[Source data]

^^^^^^^^^^^^^^^^

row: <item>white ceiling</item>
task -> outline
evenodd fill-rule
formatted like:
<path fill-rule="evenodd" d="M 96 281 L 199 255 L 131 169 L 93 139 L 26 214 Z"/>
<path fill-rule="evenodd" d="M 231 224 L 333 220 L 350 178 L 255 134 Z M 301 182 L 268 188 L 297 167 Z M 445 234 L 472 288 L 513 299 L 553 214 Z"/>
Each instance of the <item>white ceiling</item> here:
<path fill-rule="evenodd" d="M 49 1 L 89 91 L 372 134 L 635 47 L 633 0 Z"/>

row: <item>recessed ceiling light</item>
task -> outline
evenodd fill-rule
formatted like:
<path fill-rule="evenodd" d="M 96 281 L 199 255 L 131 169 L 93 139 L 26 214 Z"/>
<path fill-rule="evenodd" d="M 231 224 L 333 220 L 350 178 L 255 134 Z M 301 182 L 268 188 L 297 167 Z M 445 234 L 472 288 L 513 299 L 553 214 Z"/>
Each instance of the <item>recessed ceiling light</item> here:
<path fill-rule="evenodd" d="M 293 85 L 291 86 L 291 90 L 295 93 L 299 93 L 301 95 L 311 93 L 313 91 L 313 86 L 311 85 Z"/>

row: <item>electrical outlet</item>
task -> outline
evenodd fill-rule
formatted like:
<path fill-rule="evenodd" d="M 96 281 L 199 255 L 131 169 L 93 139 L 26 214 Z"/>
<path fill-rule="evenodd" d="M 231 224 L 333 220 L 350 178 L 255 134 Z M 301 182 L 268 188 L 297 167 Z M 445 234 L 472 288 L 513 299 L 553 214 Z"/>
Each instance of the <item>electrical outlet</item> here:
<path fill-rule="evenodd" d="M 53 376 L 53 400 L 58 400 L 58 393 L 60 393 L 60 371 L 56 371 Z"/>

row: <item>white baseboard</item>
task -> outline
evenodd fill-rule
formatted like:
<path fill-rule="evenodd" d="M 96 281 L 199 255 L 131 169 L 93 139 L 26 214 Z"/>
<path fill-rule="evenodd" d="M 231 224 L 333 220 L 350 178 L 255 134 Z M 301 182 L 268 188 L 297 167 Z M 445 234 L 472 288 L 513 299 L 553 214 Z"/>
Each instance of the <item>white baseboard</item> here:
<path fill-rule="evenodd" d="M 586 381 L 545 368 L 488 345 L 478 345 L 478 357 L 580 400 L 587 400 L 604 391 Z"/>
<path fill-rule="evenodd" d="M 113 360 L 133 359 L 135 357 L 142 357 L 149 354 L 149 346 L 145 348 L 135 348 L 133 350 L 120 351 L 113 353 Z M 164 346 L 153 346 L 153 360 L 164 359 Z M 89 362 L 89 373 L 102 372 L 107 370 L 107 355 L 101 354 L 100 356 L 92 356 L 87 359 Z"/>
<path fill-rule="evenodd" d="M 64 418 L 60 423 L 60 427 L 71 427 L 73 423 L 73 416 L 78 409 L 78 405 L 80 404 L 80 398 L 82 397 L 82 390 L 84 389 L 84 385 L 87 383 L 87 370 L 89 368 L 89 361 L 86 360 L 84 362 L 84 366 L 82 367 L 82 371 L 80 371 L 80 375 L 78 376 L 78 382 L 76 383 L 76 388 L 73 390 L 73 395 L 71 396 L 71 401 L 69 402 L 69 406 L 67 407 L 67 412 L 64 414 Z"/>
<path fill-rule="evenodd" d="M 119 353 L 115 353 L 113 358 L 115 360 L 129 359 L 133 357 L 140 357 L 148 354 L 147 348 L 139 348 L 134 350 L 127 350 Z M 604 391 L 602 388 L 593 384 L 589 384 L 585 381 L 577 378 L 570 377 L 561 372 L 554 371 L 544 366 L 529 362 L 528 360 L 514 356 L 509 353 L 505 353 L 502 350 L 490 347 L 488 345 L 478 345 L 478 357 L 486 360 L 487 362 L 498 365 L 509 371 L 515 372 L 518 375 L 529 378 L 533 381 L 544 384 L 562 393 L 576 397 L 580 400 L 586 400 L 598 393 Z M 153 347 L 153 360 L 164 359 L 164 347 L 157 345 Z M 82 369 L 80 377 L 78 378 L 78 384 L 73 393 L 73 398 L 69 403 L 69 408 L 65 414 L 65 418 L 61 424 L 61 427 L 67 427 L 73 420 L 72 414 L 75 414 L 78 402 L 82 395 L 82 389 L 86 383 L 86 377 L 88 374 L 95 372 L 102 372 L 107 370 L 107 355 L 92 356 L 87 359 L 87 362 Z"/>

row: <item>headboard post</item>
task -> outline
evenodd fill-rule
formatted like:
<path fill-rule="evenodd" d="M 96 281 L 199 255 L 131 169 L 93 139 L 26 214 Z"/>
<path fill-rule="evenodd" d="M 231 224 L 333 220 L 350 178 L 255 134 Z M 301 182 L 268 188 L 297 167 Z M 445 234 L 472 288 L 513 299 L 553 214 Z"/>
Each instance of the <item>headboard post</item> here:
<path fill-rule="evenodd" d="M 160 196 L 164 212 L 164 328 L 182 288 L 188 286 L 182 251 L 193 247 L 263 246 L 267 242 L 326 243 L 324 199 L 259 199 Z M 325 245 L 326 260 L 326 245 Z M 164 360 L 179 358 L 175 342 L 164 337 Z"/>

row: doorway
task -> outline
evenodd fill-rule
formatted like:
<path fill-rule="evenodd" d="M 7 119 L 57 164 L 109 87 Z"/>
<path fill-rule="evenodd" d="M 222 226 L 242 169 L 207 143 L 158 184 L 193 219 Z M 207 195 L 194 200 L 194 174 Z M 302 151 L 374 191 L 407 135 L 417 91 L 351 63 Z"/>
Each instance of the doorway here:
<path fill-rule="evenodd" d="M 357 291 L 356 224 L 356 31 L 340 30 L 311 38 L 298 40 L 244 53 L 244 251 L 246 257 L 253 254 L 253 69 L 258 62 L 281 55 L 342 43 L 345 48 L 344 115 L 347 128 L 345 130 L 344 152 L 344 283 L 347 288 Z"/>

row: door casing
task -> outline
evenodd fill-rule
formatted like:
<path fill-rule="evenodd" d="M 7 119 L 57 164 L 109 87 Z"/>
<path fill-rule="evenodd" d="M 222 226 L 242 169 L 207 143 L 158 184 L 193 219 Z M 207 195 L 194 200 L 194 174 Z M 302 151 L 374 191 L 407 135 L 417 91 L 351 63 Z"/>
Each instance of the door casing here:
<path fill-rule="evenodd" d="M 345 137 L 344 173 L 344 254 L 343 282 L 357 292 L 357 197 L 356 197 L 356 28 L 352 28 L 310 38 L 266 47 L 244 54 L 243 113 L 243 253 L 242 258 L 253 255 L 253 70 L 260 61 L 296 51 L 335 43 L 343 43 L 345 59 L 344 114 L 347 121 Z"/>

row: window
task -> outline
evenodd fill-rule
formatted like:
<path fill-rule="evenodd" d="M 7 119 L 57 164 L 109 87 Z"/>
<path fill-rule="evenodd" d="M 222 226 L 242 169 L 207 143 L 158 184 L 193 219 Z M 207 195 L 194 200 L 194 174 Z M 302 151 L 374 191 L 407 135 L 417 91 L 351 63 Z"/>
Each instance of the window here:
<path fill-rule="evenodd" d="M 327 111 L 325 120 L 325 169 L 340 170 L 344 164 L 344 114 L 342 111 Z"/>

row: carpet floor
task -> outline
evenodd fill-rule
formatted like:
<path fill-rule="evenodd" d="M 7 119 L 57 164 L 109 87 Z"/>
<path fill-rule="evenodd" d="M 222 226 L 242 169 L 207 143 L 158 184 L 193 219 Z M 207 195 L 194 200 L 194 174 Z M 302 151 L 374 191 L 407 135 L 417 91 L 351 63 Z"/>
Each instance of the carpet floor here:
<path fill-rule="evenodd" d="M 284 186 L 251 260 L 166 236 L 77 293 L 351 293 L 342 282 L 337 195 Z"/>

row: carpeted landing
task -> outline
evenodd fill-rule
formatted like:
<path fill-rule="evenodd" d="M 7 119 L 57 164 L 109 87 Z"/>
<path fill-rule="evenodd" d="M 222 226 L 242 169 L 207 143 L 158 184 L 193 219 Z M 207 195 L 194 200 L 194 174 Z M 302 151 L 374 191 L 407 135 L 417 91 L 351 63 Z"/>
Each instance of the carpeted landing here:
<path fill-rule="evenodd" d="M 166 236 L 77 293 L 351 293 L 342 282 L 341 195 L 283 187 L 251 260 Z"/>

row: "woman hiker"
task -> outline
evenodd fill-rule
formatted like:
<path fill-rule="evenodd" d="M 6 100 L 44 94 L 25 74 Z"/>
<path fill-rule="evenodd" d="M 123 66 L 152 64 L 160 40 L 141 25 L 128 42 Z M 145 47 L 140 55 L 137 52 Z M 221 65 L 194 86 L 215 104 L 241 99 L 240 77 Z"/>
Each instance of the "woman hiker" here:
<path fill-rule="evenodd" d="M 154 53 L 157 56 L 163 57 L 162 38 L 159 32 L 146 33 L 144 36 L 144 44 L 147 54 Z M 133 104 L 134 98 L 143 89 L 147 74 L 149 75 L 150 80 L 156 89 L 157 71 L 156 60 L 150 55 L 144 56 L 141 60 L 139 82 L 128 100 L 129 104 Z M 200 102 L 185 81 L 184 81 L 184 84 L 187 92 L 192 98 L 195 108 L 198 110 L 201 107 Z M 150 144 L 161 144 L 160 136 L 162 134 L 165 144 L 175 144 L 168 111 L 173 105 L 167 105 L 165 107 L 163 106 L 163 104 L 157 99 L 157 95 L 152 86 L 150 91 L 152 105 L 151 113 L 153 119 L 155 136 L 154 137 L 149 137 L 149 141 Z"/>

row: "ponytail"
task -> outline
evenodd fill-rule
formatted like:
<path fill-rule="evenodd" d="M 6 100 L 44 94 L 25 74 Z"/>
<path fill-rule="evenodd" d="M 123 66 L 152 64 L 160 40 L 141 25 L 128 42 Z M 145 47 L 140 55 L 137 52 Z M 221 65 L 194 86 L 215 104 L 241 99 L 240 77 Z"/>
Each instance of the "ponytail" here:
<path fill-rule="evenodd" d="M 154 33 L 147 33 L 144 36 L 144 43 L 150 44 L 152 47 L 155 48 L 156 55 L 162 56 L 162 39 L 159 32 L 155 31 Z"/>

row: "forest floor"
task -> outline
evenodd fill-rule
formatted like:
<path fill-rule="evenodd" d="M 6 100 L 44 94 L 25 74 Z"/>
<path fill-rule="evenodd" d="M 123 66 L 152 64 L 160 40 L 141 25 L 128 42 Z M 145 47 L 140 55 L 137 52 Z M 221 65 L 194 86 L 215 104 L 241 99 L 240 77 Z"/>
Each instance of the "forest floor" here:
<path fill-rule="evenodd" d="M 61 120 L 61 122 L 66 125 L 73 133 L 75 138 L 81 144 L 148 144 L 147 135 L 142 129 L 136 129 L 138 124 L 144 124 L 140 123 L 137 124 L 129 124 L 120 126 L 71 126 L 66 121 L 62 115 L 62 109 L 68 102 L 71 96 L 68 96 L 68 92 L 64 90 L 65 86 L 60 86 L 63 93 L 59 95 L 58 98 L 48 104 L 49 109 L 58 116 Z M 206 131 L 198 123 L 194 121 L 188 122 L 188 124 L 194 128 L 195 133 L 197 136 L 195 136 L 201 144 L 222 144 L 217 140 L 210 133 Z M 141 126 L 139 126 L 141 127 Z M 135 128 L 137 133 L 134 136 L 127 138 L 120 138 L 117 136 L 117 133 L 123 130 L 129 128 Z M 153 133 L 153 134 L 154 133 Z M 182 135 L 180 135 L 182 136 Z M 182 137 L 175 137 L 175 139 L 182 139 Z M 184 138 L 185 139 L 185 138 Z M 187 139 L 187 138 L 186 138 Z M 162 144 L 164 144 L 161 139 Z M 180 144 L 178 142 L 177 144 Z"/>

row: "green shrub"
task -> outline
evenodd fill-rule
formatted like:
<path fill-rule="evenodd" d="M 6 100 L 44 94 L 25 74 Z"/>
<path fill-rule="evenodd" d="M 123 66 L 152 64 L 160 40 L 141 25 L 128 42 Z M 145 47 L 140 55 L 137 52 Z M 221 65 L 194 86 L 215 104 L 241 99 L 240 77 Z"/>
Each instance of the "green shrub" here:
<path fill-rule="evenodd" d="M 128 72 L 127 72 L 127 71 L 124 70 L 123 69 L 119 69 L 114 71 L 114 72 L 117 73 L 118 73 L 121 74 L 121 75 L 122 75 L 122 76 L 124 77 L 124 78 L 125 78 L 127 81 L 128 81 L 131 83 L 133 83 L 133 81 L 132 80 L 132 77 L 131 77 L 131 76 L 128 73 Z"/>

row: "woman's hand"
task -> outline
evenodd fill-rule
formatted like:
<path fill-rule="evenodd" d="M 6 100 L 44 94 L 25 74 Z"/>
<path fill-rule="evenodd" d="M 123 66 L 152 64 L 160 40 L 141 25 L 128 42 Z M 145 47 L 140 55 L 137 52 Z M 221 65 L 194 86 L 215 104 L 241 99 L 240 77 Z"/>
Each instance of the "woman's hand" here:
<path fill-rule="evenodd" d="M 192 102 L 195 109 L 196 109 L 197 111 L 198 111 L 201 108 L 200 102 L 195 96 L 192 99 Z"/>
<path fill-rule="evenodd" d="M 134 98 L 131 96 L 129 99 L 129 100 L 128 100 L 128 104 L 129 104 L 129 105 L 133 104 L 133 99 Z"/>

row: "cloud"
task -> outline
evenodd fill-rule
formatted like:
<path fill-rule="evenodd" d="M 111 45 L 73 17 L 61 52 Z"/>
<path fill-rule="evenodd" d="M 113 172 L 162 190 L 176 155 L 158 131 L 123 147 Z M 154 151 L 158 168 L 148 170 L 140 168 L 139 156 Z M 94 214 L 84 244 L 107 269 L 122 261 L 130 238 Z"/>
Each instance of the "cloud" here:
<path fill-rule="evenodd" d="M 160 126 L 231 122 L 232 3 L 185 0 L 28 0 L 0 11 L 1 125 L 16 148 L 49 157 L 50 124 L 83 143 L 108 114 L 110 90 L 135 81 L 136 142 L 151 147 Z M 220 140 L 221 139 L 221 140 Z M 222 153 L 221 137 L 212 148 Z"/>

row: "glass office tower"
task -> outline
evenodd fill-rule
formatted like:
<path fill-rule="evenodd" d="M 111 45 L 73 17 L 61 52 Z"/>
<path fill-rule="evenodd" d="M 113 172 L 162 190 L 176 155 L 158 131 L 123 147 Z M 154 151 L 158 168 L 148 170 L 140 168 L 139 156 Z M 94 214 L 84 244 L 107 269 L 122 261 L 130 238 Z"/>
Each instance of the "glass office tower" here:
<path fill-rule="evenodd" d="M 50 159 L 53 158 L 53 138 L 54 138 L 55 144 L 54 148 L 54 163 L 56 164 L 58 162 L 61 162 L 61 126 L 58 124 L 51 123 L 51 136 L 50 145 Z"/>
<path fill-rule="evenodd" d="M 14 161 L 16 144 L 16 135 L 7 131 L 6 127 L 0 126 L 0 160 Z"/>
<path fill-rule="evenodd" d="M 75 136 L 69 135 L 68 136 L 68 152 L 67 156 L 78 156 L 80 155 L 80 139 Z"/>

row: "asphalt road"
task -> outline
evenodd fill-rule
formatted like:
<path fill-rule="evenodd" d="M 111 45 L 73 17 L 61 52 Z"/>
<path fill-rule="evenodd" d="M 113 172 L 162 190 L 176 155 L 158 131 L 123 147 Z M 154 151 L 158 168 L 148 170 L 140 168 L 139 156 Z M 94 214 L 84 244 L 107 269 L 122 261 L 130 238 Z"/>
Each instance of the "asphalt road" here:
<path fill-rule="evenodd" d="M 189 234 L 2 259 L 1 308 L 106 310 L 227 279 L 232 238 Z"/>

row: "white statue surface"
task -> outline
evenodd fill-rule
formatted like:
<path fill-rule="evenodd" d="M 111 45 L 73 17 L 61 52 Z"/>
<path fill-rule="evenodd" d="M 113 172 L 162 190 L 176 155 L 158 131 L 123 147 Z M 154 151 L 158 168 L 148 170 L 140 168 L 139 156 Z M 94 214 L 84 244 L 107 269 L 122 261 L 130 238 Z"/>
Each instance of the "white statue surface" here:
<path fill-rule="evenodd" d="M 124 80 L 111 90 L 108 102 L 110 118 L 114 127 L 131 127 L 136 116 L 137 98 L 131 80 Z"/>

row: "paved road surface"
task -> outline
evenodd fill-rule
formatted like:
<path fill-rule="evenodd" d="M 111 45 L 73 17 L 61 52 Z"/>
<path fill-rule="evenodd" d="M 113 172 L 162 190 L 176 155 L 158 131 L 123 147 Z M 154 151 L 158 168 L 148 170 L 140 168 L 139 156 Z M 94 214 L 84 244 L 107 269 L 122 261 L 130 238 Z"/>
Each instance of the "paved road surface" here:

^^^^^^^^^^^^^^^^

Render the source data from its first line up to and including the line containing "89 91 L 372" as a Markdown table with the columns Row and Line, skipping blank lines.

| Row | Line |
|---|---|
| 1 | row: <item>white ceiling</item> |
| 2 | task -> outline |
| 3 | evenodd fill-rule |
| 4 | formatted like: |
| 5 | <path fill-rule="evenodd" d="M 96 281 L 199 255 L 131 169 L 93 139 L 26 214 Z"/> |
| 6 | <path fill-rule="evenodd" d="M 231 224 L 333 220 L 350 178 L 255 134 Z M 301 182 L 268 188 L 297 167 Z M 445 234 L 472 288 L 513 299 L 553 214 Z"/> |
| 7 | Each instance of the <item>white ceiling</item> here: |
| 8 | <path fill-rule="evenodd" d="M 49 1 L 89 91 L 372 134 L 635 47 L 633 0 Z"/> |